#### [本文抜粋]
──────────
重力や空気抵抗といった自然現象や、モーターのような機械仕掛けによって動く彫刻作品を指す。美術作品としてのモビールは、A・カルダーに起源を見出すことができる。カルダーは機械工学の学位を取得後、自動車技師や製図工などを経て、ニューヨークのアート・ステューデンツ・リーグで学んだ。1926年にパリへアトリエを移すと、針金で作られた曲芸師や芸人や動物の人形による「サーカス」を上演し、美術関係者に好評を得る。その後カルダーは、モーターや手動で動く作品を、床に置く、天井に吊るす、壁に掛けるといった複数のタイプで多数制作するが、それらの作品は31年にM・デュシャンの助言によってフランス語で「動き」と「動因」に関係する「モビール」と命名された。
──────────
モビールに関する本文のうち、「重力や空気抵抗といった自然現」で始まり「る「モビール」と命名された。」に至るまでの箇所を、一字一句違えずに書き写してください。 次に示す資料は、本文とは別の出典から採られたものです。

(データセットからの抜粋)
──────────
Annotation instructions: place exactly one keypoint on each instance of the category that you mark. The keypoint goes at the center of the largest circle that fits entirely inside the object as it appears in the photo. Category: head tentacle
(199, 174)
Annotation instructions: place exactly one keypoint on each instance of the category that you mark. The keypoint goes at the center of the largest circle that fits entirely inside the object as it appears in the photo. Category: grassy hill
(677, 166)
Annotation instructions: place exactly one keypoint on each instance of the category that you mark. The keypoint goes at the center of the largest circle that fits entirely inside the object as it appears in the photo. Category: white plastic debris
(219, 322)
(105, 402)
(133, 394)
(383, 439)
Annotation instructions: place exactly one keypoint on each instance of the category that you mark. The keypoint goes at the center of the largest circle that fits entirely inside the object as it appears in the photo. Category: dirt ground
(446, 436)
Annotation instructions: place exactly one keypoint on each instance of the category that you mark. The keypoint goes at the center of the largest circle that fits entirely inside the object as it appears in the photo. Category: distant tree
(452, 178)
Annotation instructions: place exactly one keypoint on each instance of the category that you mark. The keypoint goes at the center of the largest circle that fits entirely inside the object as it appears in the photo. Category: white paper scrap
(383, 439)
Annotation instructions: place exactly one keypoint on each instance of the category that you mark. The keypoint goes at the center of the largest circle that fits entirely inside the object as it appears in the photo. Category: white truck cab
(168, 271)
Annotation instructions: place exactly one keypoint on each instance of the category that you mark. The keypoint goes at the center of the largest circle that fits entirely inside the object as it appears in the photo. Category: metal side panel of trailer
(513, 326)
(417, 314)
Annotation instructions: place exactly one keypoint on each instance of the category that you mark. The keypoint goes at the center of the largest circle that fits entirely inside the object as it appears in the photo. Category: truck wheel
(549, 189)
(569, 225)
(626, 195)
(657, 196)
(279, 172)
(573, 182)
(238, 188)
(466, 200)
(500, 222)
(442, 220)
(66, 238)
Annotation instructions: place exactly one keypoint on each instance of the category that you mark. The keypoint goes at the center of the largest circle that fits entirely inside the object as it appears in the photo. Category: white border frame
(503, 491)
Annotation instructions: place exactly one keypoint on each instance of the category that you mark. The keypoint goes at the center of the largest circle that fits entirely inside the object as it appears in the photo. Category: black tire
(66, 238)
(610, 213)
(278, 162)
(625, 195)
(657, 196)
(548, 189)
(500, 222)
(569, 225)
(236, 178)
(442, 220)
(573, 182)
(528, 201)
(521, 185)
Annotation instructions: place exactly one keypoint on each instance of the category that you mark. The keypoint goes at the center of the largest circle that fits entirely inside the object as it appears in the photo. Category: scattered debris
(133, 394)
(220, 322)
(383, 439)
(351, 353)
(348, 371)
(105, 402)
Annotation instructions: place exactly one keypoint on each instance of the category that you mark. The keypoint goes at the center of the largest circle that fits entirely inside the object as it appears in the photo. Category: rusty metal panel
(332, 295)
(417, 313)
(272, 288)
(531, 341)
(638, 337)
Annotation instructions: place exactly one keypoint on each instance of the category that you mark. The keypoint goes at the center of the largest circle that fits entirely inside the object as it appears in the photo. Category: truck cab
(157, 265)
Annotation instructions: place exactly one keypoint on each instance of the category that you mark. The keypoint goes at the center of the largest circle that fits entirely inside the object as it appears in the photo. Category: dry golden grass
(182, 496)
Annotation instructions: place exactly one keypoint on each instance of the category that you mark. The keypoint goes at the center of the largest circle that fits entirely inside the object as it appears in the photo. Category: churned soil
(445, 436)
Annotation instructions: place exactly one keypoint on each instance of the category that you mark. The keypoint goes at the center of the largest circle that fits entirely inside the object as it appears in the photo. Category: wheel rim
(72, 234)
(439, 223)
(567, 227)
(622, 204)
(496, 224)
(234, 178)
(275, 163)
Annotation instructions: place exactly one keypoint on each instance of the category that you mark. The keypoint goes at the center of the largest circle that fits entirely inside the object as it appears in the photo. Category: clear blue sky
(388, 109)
──────────
#### [本問の解答]
重力や空気抵抗といった自然現象や、モーターのような機械仕掛けによって動く彫刻作品を指す。美術作品としてのモビールは、A・カルダーに起源を見出すことができる。カルダーは機械工学の学位を取得後、自動車技師や製図工などを経て、ニューヨークのアート・ステューデンツ・リーグで学んだ。1926年にパリへアトリエを移すと、針金で作られた曲芸師や芸人や動物の人形による「サーカス」を上演し、美術関係者に好評を得る。その後カルダーは、モーターや手動で動く作品を、床に置く、天井に吊るす、壁に掛けるといった複数のタイプで多数制作するが、それらの作品は31年にM・デュシャンの助言によってフランス語で「動き」と「動因」に関係する「モビール」と命名された。